■ Exercise requirements:
Give all the records again, with no alterations.

■ Records from a data source:
________

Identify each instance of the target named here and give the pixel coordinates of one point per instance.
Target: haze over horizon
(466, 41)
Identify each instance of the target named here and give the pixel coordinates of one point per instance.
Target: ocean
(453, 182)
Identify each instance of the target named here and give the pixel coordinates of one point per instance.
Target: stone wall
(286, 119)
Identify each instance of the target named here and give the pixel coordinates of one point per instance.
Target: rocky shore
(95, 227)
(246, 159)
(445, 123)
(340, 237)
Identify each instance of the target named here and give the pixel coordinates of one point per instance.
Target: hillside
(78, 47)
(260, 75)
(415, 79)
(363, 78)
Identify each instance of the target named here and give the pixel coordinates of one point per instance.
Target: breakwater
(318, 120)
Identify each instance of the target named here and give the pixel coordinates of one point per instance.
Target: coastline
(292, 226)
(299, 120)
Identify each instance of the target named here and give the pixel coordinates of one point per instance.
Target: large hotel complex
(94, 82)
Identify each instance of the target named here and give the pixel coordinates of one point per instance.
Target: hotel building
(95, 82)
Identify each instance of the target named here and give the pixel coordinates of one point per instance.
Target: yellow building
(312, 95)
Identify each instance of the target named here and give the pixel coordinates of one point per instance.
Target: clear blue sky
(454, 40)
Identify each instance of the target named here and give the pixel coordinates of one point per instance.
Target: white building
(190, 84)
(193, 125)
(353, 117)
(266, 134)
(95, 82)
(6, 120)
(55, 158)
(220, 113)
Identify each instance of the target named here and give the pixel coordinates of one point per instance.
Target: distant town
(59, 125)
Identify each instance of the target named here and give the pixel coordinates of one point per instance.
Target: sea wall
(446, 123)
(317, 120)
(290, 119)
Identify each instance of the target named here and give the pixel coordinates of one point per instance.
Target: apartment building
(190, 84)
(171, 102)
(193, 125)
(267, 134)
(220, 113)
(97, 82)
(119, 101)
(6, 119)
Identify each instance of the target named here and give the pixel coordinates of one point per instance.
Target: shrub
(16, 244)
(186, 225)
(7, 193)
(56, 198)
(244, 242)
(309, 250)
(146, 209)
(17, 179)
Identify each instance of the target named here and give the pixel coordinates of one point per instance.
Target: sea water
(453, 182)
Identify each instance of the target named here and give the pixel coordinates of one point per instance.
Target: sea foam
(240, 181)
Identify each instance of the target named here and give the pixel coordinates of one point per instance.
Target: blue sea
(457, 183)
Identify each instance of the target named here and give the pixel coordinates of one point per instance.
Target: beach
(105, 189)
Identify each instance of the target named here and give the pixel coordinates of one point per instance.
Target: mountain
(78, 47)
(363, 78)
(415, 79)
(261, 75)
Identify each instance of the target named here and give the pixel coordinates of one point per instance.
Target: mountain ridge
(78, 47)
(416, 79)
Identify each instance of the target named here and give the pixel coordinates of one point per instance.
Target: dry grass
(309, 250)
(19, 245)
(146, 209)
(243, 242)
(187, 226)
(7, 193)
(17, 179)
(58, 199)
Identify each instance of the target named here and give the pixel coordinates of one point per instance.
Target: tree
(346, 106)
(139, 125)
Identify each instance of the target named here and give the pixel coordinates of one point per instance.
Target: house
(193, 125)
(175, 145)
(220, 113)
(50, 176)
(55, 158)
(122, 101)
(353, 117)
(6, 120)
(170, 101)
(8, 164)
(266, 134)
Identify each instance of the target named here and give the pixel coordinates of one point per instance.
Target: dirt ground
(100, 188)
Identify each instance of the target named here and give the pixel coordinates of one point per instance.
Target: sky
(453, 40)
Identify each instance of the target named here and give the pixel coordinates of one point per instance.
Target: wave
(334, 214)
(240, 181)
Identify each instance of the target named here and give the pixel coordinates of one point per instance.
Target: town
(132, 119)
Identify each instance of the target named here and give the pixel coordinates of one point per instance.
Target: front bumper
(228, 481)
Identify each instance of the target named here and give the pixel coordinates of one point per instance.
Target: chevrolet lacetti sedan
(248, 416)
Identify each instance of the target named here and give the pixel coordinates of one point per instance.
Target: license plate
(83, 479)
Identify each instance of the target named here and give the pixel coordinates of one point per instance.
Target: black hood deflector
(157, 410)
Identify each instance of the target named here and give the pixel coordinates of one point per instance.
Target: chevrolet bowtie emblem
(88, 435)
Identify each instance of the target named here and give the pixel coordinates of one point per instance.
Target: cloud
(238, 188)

________

■ Solution for this exercise:
Identify each instance of the target named here and give the pixel coordinates of one point per instance.
Target: haze over horizon
(466, 41)
Identify each instance of the target named here and give the pixel coordinates of one point per instance.
Target: ocean
(453, 182)
Identify each instance of the target named here and give the pixel coordinates of one point per instance.
Target: stone wall
(286, 119)
Identify each instance of the target named here and give the pixel coordinates of one point per instance.
Target: rocky shore
(95, 227)
(246, 159)
(445, 123)
(340, 237)
Identify each instance of the target named here and give the pixel coordinates of one point per instance.
Target: hillside
(78, 47)
(260, 75)
(415, 79)
(363, 78)
Identify each instance of the target named here and give the pixel coordinates of one point per instance.
Target: breakwater
(318, 120)
Identify each instance of the target named here and give the pixel coordinates of one point per instance.
Target: coastline
(292, 226)
(299, 120)
Identify each instance of the target named here and give the pixel coordinates of one point per instance.
Target: large hotel complex
(94, 82)
Identify each instance of the target named here and give the pixel coordinates of one point per instance.
Target: hotel building
(95, 82)
Identify each instance of the target named here and give the pixel coordinates of one point per instance.
Target: yellow building
(312, 95)
Identify each instance of the target named here and give the pixel coordinates of one point per instance.
Target: clear blue sky
(454, 40)
Identify each instance of the target named here and give the pixel coordinates of one point per instance.
Target: white building
(190, 84)
(193, 125)
(353, 117)
(266, 134)
(95, 82)
(6, 120)
(55, 158)
(220, 113)
Identify each instance of the target named here and give the pixel coordinates of one point per instance.
Target: distant town
(59, 125)
Identify each instance of the target named here and give the pixel coordinates of one point per instance.
Target: sea wall
(446, 123)
(317, 120)
(290, 119)
Identify each instance of the target named here and give the pixel coordinates of one point per instance.
Target: apartment building
(190, 84)
(171, 102)
(193, 125)
(267, 134)
(220, 113)
(97, 82)
(119, 101)
(6, 119)
Identify each instance of the target named here and give the pixel coordinates of one point per instance.
Target: shrub
(16, 244)
(186, 225)
(7, 193)
(56, 198)
(244, 242)
(309, 250)
(146, 209)
(17, 179)
Identify each instance of the target named here and give the pixel coordinates of one point per instance.
Target: sea water
(453, 182)
Identify each instance of the target named here and give the pixel coordinates of one point per instance.
Target: sea foam
(240, 181)
Identify each instance of the target named here and give the pixel coordinates of one point per instance.
Target: blue sea
(457, 183)
Identify each instance of the target named here and give the pixel coordinates of one point per instance.
Target: beach
(105, 189)
Identify each instance of the target named here and give the pixel coordinates of one point per instance.
Target: mountain
(78, 47)
(363, 78)
(415, 79)
(261, 75)
Identify each instance of the target named here and give the pixel coordinates of one point per instance.
Target: mountain ridge
(78, 47)
(416, 79)
Identify each instance of the target named here and give the pixel coordinates of one point per instance.
Target: dry grass
(309, 250)
(19, 245)
(146, 209)
(243, 242)
(187, 226)
(7, 193)
(17, 179)
(58, 199)
Identify each instance of the target named here and give the pixel coordinates of one point per instance.
Target: tree
(346, 106)
(139, 125)
Identify each instance of the target named here and give the pixel coordinates of one point per instance.
Target: house
(193, 125)
(175, 145)
(220, 113)
(50, 176)
(55, 158)
(122, 101)
(353, 117)
(6, 120)
(170, 101)
(8, 164)
(266, 134)
Identify each instance of the target named here and give the pixel coordinates of one point per instance.
Target: dirt ground
(100, 188)
Identify each instance of the target named here and give the pixel coordinates of one point per instance.
Target: sky
(453, 40)
Identify each instance of the target named here and give the pixel coordinates of one point per instance.
Target: wave
(334, 214)
(240, 181)
Identify each instance of the target named here and give the pixel coordinates of one point per instance.
Target: town
(132, 119)
Identify each instance of the target named here and give the pixel coordinates of one point per instance.
Target: front bumper
(228, 481)
Identify each instance of the target named here and give the pixel coordinates of one point per instance.
Target: chevrolet lacetti sedan
(248, 416)
Identify each instance of the target named here and give the pixel coordinates of one point per instance.
Target: license plate
(83, 479)
Identify each instance of the target named here and give the pixel coordinates of one point per instance.
Target: black hood deflector
(157, 410)
Identify each instance of the target named here and give the pixel coordinates of one point per instance.
Target: chevrolet bowtie emblem
(88, 435)
Identify each instance of the target named here and give the pixel coordinates of one point per instance.
Target: cloud
(238, 188)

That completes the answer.